Return each line in the rows below that contains the word "dune".

| Object location annotation data |
________________________
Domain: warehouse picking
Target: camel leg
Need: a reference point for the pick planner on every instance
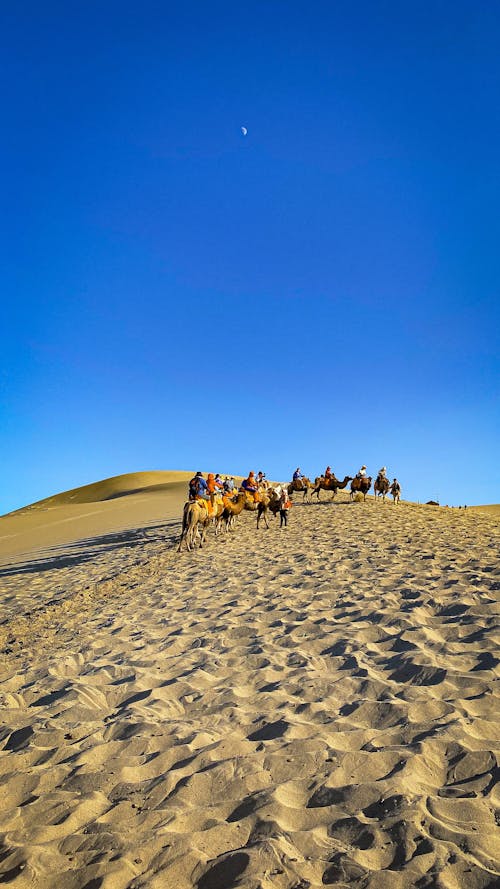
(261, 511)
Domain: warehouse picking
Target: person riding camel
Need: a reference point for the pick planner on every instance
(198, 488)
(250, 485)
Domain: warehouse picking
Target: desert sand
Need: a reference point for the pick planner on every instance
(291, 708)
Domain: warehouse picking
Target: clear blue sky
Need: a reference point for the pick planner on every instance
(323, 290)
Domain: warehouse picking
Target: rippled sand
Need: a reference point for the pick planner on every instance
(297, 708)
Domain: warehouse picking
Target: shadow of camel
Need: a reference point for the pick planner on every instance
(86, 550)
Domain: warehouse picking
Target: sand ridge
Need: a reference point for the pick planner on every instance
(299, 708)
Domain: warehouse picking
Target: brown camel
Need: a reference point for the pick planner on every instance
(396, 491)
(195, 513)
(232, 508)
(381, 487)
(362, 485)
(330, 484)
(301, 484)
(259, 506)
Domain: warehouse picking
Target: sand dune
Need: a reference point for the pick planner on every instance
(298, 708)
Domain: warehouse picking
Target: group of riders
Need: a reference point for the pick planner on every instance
(208, 489)
(394, 488)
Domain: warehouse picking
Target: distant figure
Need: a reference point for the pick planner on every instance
(250, 485)
(198, 488)
(285, 505)
(396, 490)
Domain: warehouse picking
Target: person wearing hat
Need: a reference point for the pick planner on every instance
(198, 487)
(250, 485)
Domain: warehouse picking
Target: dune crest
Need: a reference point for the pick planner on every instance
(299, 708)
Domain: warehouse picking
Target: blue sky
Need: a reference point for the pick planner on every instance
(322, 290)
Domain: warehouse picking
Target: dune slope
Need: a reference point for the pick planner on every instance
(297, 708)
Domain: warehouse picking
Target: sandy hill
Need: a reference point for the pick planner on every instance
(110, 506)
(285, 709)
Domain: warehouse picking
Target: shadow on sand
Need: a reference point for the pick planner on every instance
(86, 550)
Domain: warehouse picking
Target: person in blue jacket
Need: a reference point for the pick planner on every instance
(198, 487)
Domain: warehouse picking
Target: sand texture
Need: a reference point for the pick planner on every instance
(279, 710)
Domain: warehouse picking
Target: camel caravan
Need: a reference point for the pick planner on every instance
(219, 502)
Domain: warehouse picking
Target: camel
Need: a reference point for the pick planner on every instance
(195, 513)
(381, 487)
(396, 491)
(362, 485)
(259, 506)
(301, 484)
(232, 508)
(331, 484)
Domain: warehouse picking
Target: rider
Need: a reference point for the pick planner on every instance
(250, 485)
(198, 488)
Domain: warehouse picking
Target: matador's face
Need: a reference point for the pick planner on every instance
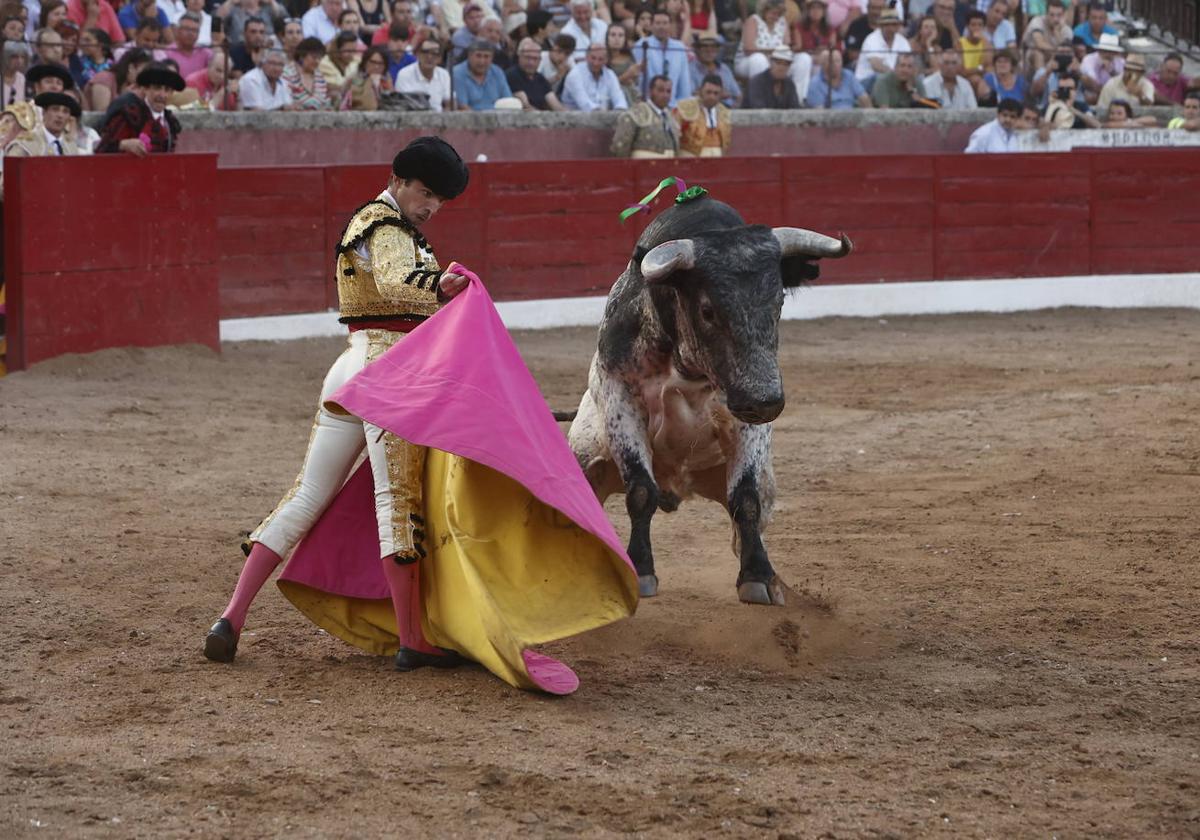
________________________
| RESULT BELOW |
Target: sand dune
Target: dune crest
Target: dune slope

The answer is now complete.